— START —

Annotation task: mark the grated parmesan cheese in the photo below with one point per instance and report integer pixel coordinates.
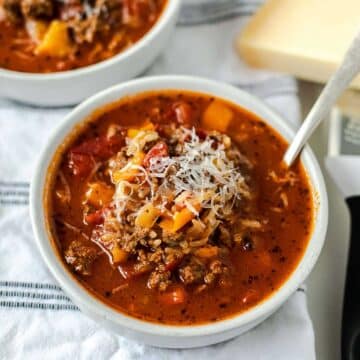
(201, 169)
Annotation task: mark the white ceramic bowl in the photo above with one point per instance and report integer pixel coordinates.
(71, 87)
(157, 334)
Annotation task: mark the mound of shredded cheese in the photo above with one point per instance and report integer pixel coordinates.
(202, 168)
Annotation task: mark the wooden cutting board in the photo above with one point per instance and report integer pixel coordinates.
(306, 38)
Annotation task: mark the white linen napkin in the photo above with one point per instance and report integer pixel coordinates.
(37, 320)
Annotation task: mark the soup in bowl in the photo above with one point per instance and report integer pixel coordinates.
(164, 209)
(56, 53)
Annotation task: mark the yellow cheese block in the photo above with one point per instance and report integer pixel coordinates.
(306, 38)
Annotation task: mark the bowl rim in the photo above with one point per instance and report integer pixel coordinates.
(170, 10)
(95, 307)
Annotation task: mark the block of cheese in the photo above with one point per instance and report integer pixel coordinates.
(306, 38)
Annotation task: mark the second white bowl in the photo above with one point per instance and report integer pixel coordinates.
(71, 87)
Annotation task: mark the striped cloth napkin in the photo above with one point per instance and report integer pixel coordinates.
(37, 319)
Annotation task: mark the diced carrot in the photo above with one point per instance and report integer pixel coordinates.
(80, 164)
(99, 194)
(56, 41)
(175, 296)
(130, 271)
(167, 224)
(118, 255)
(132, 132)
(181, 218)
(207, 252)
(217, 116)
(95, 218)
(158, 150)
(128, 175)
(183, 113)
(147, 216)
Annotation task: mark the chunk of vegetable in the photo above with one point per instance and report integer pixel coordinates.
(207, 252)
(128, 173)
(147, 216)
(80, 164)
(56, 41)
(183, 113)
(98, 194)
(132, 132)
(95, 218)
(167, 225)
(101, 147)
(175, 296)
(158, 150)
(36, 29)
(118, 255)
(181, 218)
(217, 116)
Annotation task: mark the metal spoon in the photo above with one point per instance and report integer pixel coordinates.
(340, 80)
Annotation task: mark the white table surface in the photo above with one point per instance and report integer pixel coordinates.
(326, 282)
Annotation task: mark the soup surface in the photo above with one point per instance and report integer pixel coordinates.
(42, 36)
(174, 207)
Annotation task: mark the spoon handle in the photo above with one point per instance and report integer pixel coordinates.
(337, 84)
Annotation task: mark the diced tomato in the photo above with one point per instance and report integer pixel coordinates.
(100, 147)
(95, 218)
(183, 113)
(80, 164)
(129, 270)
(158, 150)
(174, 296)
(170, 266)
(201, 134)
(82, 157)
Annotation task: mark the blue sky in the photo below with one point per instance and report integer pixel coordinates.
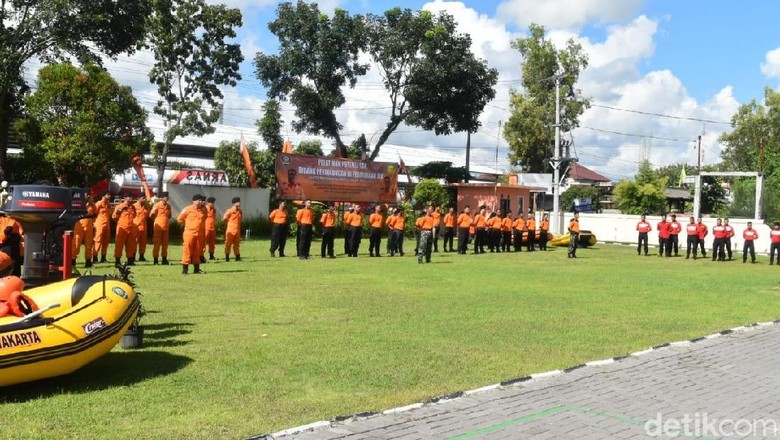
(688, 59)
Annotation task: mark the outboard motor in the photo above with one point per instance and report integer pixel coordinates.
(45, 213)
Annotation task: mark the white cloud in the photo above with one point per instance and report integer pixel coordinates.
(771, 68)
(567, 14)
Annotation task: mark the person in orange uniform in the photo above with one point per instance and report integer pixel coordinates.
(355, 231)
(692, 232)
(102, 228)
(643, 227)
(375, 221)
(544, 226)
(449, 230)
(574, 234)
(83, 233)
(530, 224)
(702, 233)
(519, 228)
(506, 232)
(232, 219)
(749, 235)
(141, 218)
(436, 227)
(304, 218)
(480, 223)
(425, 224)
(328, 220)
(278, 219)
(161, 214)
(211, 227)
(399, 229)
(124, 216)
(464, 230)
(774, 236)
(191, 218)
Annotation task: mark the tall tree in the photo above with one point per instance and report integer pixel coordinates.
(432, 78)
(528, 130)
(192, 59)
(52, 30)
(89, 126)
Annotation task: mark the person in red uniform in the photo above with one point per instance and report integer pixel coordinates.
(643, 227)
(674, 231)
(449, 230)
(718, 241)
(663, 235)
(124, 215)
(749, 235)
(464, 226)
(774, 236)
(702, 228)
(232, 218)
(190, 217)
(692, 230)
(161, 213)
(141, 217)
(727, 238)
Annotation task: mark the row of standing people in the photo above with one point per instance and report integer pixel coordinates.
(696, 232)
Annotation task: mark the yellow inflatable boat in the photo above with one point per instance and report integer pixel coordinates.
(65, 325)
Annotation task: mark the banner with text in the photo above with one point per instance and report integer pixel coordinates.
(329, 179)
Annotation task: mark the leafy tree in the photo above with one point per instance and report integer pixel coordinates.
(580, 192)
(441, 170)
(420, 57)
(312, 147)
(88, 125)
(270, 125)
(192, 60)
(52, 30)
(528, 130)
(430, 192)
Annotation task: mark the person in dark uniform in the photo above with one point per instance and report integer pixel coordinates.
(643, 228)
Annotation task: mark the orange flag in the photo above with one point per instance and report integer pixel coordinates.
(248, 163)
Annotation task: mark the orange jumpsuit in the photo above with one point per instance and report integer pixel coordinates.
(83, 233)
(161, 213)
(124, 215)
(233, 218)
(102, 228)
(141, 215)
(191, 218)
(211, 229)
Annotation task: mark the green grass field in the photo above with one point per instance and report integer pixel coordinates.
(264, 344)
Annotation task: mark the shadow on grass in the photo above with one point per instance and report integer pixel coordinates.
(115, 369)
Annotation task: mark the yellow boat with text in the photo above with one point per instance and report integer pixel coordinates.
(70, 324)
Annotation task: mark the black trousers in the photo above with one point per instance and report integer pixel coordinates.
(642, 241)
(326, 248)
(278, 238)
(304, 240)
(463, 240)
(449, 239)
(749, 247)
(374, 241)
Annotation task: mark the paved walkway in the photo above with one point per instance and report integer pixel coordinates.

— END —
— START —

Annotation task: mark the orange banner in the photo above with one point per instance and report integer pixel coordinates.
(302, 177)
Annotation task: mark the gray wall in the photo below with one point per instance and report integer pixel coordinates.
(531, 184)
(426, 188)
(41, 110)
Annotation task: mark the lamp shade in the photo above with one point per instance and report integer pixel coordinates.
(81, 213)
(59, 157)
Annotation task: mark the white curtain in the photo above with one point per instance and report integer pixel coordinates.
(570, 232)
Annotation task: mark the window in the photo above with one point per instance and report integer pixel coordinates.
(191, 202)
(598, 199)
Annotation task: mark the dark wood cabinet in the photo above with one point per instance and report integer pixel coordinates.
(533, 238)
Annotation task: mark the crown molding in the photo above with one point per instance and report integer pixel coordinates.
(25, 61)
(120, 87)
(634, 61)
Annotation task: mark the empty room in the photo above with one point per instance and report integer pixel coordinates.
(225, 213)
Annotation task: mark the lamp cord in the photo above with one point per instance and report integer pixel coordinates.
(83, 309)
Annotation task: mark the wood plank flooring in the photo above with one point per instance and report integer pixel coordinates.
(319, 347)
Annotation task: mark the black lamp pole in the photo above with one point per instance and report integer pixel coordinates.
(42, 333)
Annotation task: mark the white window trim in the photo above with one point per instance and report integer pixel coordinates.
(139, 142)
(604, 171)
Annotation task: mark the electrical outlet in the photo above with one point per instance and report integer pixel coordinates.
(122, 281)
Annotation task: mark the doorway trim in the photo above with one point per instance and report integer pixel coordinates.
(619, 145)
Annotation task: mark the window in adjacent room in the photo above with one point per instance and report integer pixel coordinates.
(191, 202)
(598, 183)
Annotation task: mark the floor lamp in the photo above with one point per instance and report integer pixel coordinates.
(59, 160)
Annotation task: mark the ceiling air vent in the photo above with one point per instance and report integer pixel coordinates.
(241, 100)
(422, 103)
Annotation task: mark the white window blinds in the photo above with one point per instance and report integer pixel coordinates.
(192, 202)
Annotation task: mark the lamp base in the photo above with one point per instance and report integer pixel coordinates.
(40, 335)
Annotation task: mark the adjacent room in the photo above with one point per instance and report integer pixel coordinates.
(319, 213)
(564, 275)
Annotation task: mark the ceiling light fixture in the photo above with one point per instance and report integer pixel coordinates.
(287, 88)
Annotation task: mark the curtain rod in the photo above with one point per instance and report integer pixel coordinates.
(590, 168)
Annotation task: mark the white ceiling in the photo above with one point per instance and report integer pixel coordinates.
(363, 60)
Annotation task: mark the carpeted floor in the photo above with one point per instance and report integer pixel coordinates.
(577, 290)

— END —

## Requirement:
Show every line of the entries above that contains the word "lamp".

## Answer to this task:
Annotation task: mark the lamp shade in the photo above with one point per instance and report integer pixel coordinates.
Annotation task: mark the lamp cord in the photo above with one point per instance and report integer pixel coordinates.
Annotation task: mark the black lamp pole in the photo above with one point per instance and report integer pixel coordinates.
Annotation task: mark the floor lamp in the photo above with one point per instance and report integer pixel coordinates.
Annotation task: mark the lamp base in the photo above with one point per instance and report integer pixel coordinates.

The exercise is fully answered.